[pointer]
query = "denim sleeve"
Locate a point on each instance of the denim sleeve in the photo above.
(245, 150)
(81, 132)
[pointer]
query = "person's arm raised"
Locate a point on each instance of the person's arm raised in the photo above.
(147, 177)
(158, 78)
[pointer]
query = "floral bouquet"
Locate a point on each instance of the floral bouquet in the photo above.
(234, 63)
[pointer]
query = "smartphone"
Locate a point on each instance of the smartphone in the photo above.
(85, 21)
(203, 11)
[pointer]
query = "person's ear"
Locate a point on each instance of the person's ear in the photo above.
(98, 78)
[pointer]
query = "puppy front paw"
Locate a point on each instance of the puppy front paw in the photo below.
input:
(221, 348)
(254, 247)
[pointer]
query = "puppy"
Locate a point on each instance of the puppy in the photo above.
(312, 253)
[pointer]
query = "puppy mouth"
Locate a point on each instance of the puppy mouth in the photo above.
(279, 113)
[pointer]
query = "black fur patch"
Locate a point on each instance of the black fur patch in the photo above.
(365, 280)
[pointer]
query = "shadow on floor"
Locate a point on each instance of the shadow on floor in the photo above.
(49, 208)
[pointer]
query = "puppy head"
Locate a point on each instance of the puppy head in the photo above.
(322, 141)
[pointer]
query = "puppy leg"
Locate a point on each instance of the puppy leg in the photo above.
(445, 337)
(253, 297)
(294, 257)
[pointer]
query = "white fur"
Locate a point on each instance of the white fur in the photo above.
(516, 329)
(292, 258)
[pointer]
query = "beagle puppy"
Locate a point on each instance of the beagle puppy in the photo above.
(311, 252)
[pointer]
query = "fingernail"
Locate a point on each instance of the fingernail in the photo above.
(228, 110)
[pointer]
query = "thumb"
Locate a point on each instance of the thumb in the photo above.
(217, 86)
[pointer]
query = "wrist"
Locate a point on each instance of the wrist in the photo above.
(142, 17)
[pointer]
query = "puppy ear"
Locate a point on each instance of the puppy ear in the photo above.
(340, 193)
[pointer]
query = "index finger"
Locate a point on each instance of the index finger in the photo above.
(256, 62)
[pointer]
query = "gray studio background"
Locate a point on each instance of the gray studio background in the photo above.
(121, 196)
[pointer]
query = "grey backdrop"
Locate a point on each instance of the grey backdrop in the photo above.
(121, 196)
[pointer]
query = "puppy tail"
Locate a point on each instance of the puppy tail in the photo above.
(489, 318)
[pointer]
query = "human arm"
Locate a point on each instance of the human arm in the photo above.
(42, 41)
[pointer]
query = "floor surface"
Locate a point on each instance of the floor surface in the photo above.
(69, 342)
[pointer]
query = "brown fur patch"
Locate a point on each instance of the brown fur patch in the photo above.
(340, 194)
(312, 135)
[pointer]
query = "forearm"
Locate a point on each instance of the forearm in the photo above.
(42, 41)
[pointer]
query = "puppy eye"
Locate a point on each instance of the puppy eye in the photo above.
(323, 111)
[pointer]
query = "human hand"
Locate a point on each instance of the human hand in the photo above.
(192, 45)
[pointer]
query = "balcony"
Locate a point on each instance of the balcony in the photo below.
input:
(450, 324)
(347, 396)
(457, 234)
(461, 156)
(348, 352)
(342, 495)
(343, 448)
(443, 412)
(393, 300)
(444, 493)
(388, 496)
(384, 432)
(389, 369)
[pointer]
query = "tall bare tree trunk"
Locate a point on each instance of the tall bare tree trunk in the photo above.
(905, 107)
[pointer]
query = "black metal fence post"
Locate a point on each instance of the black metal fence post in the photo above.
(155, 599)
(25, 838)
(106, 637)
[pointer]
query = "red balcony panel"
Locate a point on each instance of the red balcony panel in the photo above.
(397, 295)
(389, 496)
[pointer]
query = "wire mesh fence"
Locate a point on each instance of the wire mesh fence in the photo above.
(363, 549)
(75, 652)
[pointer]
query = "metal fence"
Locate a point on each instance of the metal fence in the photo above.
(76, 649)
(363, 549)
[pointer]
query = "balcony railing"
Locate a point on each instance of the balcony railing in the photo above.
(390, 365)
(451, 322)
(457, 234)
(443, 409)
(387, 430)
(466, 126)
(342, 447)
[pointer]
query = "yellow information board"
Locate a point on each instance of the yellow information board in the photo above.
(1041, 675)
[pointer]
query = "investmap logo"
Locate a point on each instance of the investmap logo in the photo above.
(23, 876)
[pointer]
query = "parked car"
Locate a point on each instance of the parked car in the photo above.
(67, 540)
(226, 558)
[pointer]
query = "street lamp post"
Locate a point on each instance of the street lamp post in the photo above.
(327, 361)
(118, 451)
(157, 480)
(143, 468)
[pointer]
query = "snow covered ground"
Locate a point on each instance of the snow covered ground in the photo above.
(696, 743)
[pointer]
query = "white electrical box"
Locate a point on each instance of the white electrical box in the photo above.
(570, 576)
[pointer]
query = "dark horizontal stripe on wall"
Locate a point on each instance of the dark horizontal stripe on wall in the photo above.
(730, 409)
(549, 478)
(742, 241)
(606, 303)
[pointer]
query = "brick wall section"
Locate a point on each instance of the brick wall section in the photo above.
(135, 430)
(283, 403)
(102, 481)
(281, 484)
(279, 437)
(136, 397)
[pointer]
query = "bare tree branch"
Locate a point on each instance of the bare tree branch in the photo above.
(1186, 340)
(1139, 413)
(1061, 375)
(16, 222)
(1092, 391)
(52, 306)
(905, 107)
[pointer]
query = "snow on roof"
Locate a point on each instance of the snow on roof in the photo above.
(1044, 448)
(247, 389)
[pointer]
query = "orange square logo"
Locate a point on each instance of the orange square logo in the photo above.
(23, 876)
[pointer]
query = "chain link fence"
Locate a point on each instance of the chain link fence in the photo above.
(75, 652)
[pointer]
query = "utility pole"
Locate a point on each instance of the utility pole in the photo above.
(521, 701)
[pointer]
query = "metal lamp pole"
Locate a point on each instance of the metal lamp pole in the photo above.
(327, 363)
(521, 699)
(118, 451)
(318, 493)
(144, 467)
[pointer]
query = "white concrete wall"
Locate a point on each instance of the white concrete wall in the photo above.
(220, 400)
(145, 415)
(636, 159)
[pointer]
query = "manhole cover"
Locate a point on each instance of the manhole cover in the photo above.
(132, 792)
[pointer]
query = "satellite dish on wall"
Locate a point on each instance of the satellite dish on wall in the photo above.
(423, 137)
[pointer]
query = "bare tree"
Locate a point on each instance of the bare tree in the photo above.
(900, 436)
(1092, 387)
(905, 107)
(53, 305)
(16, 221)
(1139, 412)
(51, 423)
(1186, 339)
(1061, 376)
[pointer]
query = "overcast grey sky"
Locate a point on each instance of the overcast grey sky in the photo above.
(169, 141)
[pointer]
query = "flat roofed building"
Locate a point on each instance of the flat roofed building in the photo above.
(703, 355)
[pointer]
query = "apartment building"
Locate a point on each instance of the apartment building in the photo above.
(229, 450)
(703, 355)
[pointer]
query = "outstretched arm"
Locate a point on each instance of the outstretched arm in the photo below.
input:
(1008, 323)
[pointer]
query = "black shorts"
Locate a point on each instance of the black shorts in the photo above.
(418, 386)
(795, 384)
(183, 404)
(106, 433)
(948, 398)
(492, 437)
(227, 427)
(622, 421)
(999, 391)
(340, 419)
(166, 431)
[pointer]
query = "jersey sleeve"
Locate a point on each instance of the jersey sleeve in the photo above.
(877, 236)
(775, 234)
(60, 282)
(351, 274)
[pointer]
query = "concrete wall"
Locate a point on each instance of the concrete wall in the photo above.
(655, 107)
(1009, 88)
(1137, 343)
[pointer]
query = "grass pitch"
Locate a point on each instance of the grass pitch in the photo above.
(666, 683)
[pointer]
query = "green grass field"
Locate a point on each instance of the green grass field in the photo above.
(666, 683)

··········

Request: List every line of the records that contains the word "black".

Answer below:
query = "black fur patch"
Locate a point on each instance of the black fur patch in the photo above.
query = "black metal fence post"
Locate a point on each instance of the black metal fence post in the photo above.
query = "black shorts"
Locate a point on each instance of the black shorts in the photo above.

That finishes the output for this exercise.